● YOUR GOAL
Search the records for the word "JSON" and pick out every line that has it.

● EXERCISE DATA
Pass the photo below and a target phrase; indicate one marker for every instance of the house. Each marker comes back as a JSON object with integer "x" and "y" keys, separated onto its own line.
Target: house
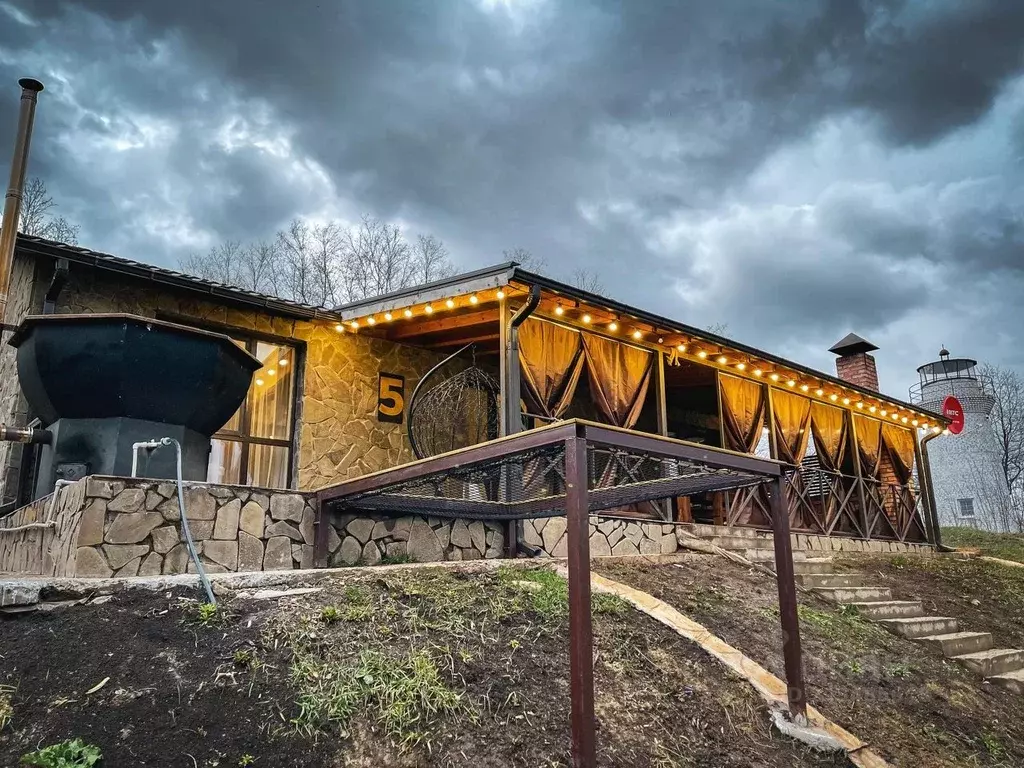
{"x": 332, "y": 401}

...

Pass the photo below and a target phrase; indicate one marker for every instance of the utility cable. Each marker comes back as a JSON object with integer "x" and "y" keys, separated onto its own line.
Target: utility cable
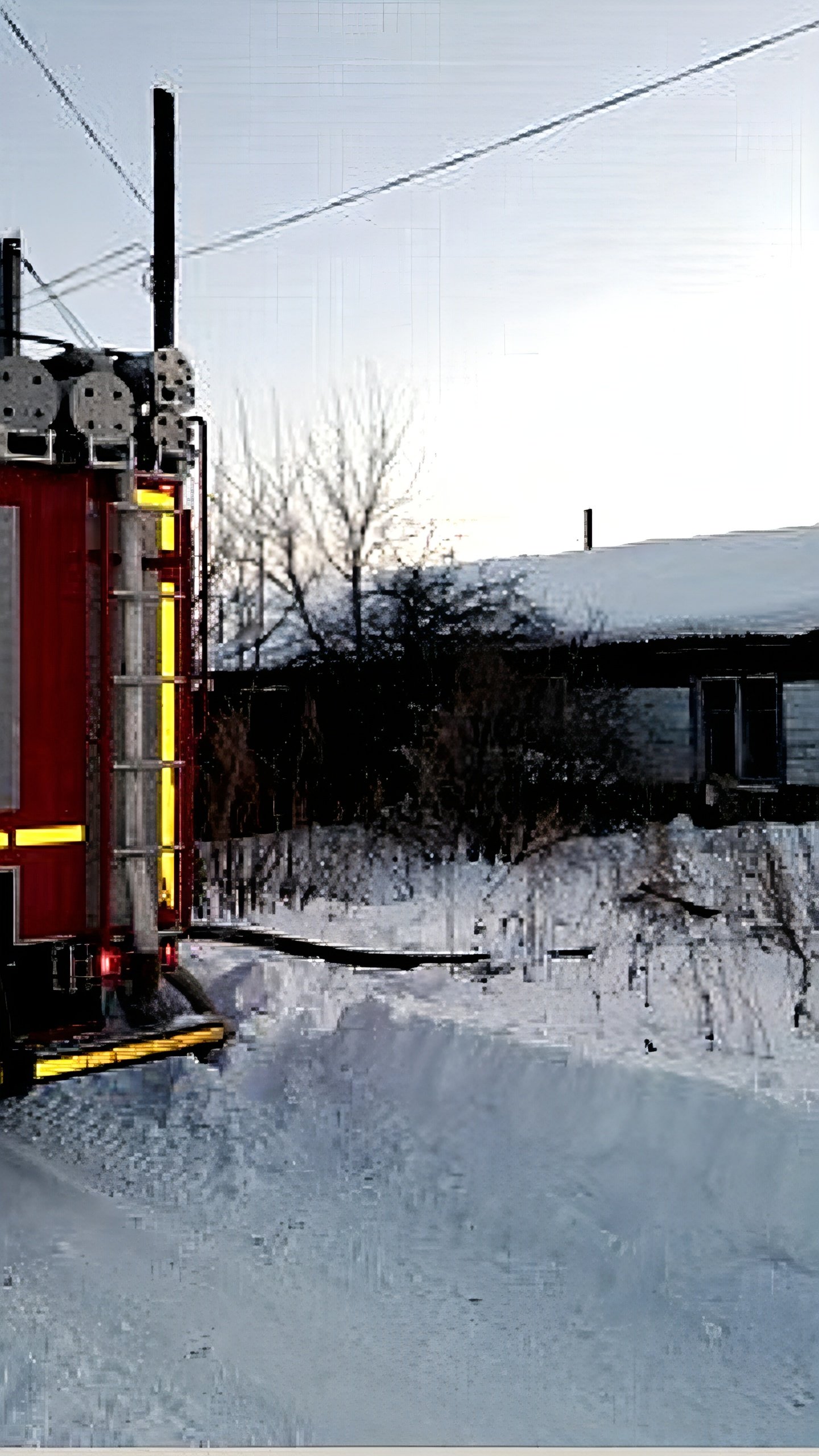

● THE ANSWER
Pass the photo below and a target phrase; indicate one marker for every instance of the house. Each marker comes back as a JSON object with integer "x" and "y" keys, separated onto its own line.
Pass the photo below and a target phrase; indicate one marker for every instance of the utility cable. Each marker comes back as a JSON object with integer "x" and "y" keys, separated onto its own line.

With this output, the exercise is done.